**Instructions to follow:** Scan the entries for the word "castle" and return every line that has it.

(Dataset items)
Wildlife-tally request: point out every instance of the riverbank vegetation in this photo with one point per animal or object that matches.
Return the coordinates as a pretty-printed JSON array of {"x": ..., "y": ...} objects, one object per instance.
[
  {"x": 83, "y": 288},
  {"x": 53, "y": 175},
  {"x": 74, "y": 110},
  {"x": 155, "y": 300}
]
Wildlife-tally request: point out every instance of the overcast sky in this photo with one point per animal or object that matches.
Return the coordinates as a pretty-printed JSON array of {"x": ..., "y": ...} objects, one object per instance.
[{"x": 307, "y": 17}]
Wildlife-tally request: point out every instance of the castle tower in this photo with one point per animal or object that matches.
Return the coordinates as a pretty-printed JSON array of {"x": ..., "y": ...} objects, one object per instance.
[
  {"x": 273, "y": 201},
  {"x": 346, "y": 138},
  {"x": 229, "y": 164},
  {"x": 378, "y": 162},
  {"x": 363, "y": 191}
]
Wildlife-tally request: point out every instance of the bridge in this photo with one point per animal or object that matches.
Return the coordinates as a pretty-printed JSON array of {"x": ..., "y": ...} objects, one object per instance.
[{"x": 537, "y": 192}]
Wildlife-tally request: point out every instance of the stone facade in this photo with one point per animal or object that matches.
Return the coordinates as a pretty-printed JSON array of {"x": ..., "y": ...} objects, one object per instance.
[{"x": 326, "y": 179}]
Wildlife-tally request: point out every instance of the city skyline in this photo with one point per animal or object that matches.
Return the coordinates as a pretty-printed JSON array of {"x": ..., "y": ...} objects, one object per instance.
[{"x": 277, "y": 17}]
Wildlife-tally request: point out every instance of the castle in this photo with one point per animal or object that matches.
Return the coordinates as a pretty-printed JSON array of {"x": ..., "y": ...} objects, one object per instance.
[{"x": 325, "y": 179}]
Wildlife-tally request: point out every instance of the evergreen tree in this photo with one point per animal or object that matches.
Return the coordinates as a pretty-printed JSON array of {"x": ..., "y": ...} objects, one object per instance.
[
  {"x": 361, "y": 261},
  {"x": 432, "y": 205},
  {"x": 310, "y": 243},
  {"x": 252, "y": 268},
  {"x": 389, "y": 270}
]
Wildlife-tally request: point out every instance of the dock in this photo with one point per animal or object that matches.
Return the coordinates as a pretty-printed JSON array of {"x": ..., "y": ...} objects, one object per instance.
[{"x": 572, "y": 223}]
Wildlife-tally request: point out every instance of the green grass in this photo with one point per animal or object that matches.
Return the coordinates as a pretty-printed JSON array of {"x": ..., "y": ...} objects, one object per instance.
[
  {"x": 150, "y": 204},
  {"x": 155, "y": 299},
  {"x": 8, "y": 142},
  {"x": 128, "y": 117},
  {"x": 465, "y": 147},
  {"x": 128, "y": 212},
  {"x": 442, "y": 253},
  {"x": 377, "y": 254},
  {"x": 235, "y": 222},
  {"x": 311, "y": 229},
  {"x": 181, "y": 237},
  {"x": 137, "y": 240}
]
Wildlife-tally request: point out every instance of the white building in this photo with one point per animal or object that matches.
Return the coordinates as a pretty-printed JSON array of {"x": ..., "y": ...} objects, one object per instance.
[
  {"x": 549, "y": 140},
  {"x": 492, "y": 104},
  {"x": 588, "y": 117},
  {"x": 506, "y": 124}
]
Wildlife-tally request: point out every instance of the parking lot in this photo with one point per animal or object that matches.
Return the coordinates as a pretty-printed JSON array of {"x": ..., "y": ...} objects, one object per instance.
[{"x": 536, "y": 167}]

**Exercise output:**
Wildlife-tally request: point out every instance of the castle tower in this photo with one point per animal or object that matches.
Wildlife-tally request: point out every instance of the castle in this photo with one point per animal or object that matches.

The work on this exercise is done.